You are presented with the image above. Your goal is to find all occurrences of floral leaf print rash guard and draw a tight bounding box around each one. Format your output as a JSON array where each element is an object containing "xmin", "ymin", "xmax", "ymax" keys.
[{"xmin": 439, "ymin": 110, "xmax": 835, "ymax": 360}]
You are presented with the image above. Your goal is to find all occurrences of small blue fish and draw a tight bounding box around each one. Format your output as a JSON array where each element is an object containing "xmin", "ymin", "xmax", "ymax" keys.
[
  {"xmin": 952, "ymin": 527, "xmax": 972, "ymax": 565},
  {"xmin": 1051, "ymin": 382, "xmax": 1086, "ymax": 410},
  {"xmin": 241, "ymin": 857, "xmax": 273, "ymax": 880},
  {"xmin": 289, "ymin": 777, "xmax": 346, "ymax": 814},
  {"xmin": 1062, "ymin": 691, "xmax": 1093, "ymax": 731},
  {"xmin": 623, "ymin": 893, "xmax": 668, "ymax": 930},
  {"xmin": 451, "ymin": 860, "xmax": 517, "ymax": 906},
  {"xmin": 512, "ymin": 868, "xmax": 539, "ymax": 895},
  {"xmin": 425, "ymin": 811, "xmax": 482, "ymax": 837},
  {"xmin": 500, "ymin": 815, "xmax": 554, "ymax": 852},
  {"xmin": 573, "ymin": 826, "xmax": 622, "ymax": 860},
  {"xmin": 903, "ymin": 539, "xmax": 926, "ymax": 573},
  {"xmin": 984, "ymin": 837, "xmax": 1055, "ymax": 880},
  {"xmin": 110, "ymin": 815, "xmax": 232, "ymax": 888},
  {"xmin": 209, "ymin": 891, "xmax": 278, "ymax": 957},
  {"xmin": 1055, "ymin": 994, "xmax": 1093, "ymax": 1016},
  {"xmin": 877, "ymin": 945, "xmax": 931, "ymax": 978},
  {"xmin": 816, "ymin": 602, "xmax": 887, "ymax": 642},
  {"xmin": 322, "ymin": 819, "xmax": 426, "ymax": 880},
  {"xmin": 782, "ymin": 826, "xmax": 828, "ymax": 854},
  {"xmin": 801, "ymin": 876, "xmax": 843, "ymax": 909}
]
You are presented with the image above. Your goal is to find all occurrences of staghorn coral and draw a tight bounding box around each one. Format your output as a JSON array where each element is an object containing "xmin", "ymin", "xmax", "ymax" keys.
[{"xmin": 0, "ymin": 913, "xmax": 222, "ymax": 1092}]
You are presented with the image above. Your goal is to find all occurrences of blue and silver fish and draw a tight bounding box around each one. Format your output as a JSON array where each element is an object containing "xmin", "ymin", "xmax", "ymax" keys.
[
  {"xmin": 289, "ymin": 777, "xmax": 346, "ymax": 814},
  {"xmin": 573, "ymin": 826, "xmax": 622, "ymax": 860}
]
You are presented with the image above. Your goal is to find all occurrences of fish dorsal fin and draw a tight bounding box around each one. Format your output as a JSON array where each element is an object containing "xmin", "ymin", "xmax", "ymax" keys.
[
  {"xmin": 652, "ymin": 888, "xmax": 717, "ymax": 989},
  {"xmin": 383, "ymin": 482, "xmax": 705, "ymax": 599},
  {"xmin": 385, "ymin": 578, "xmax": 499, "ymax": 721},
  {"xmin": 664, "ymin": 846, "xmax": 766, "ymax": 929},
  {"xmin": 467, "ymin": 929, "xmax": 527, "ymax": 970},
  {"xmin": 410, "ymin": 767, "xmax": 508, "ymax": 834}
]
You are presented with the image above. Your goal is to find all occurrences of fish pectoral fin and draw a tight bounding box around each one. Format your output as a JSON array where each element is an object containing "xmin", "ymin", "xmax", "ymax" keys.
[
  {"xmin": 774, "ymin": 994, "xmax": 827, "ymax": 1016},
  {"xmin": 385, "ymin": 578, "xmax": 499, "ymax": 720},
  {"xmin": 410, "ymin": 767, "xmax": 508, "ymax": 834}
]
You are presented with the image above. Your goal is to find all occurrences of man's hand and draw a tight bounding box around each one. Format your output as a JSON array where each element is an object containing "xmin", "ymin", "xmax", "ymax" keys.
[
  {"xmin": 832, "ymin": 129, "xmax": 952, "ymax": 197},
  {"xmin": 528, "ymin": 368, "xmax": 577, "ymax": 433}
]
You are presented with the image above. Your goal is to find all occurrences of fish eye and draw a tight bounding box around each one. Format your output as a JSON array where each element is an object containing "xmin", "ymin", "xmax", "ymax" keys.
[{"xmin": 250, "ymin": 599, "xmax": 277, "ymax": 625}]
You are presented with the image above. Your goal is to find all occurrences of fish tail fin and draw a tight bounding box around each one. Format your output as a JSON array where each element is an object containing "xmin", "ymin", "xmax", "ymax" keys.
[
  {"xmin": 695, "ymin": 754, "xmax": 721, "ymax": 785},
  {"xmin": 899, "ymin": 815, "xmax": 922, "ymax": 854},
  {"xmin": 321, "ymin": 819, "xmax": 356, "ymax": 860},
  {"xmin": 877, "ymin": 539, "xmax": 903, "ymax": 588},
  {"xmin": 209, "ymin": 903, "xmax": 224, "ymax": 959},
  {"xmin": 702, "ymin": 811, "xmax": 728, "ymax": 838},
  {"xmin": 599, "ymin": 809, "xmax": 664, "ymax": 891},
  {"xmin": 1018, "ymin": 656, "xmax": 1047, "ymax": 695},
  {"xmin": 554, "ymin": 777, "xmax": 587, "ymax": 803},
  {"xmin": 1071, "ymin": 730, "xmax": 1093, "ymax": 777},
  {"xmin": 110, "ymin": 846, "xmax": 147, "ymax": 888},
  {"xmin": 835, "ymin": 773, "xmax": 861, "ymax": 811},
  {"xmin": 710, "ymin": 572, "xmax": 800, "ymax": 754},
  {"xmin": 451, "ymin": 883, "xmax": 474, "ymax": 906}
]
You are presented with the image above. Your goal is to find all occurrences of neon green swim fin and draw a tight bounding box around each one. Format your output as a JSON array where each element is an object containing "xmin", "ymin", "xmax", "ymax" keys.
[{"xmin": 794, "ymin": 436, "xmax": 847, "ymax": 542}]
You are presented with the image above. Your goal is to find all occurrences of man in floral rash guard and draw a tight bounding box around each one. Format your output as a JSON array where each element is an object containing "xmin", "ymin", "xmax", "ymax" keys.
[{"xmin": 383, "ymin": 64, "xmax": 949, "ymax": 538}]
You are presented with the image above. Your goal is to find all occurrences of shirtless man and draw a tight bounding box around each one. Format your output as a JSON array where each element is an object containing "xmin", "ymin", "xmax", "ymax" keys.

:: OBJECTIVE ::
Identify each line of the records that contains the word "rash", and copy those lines.

:: SOLUTION TO THIS PROBLEM ::
You are presented with the image above. Your goal is to find all occurrences of floral leaf print rash guard and draw a tight bounding box around each one. Format your output as a JSON array where each element is an object containing "xmin", "ymin", "xmax", "ymax" keys.
You are presented with the image above. Your goal is to find all occurrences of man in floral rash guard and draw a tight bounding box around each one. Format your output as a JSON array where each element is an object containing "xmin", "ymin", "xmax", "ymax" keys.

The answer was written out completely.